*** Text under study ***

A typical location for Baker's cyst running between medial head of gastrocnemius and semimembranosus tendon (solid arrow). Note unusual deep track on medial side of tibia (dashed arrow).
At 12 months follow-up she remains well with ongoing symptoms of osteoarthritis. Her inflammatory markers are now normal and she is currently awaiting total knee arthroplasty.
The appearances on the magnetic resonance scan suggest this to be a case of a pre-existing Baker's cyst that became secondarily infected as a consequence of a Depomedrone injection. It is likely that the Baker's cyst was infected at presentation, but was missed and so was not adequately treated. During arthroscopic drainage, the Baker's cyst was not dealt with and may even have encouraged cyst rupture by increasing its pressure within the cyst leading to tracking of the infection and subsequent abscess formation in the calf.
The popliteal cyst was first documented by Dupuytren in 1829 and later eponymously by Baker in 1872. Anatomically, the cyst is a distension of the gastrocnemius-semimembranosus bursae, which comprises two bursae, one anterior to the medial gastrocnemius tendon and between the tendon of gastrocnemius and semimembranosus (1). It classically occurs when there is a fluid leak through the posterior-medial joint capsule, as a consequence of knee joint effusions in association with meniscal tears, inflammatory and degenerative joint disease (1).

*** End of Text under study ***
*** Raw data ***

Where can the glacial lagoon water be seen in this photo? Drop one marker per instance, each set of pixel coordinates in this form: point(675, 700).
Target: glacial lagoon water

*** End of Raw data ***
*** Raw data ***

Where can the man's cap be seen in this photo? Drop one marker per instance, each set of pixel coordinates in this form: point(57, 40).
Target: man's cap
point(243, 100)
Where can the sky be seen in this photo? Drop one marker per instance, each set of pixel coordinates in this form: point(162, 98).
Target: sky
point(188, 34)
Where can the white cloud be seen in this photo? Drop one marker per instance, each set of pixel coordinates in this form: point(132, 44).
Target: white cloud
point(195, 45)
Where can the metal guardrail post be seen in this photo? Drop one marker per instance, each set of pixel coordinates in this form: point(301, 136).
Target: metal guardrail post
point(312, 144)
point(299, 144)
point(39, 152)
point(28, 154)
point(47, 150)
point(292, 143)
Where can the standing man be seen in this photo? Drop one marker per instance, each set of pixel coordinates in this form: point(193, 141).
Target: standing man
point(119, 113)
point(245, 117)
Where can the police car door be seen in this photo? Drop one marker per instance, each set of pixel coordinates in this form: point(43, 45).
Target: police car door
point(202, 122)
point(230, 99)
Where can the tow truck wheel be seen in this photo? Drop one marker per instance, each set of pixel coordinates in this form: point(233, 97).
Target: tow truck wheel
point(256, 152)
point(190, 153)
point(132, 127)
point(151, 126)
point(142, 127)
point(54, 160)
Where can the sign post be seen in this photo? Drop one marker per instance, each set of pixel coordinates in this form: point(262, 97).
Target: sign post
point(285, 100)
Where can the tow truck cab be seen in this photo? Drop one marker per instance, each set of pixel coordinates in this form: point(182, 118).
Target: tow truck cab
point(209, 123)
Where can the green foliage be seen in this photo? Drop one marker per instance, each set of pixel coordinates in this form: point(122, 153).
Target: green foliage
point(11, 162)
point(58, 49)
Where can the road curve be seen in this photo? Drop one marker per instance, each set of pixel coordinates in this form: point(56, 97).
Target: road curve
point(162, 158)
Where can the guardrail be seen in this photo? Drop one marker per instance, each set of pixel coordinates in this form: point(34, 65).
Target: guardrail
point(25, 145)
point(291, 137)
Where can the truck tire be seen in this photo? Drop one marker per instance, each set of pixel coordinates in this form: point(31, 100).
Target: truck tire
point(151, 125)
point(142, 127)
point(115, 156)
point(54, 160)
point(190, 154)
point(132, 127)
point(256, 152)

*** End of Raw data ***

Action item A: State whether each statement agrees with the Baker's cyst report, answering yes or no and quoting the deciding words of the report: (i) The popliteal cyst was first documented by Baker. (ii) At 12 months follow-up, the patient's inflammatory markers are normal. (iii) The Baker's cyst was dealt with during arthroscopic drainage.
Action item B: Carry the Baker's cyst report forward from its final sentence.
The items are not required for anything that follows.

Expected output A:
(i) No: "The popliteal cyst was first documented by Dupuytren in 1829 and later eponymously by Baker in 1872."
(ii) Yes: "Her inflammatory markers are now normal"
(iii) No: "During arthroscopic drainage, the Baker's cyst was not dealt with"

Expected output B:
Intra-articular glucocorticoid injections are commonplace in the management of both symptomatic osteoarthritis of the knee and Baker's cysts (3,4). They have been shown to be both effective in the short term management of painful arthritis (5) and in reducing the size of Baker's cysts (3). Complications are rare and are generally considered to be safe when administered by an experienced physician (6), the most common complication being sepsis (7). Septic arthritis complicating intra-articular glucocorticoid injection is between 1 in 3000 and 1 in 50,000 (0.002%) (8).
Although uncommon, to date there are approximately 20 reported cases of primary infected Baker's cysts in the literature, the majority are secondary to Staphylococcus aureus (8). Other detected organisms include; mycobacterium tuberculosis, candida albicans and streptococcus pneumoniae (8). Nevertheless, the literature does not contain any reported cases of Baker's cyst infection following intra-articular steroid injection. Most commonly the symptoms of infection usually occur 3-4 days following injection (6). Due to the anatomical connection between the Baker's cyst and the synovial cavity of the knee joint sepsis from one has a potential to spread to the other. As a result, rupture of these infected Baker's cysts can result in abscess formation (9,10).
In summary, we postulate that although the washout addressed the infection within the cavity of the knee joint, due to the continuity of the joint cavity with the cyst, the infection in the Baker's cyst remained untreated. This then ruptured and resulted in abscess formation in the calf. Although rare, this case illustrates that infection of a Baker's cyst may complicate septic arthritis leading to abscess formation which must not be overlooked.
This case illustrates two points, depomedrone injection can lead to infection of a Bakers cyst which can rupture and cause a calf abscess. Secondly, treatment of a pyathrosis with an associated Bakers cyst needs to address the Bakers cyst, either through a separate incision or through arthroscopy.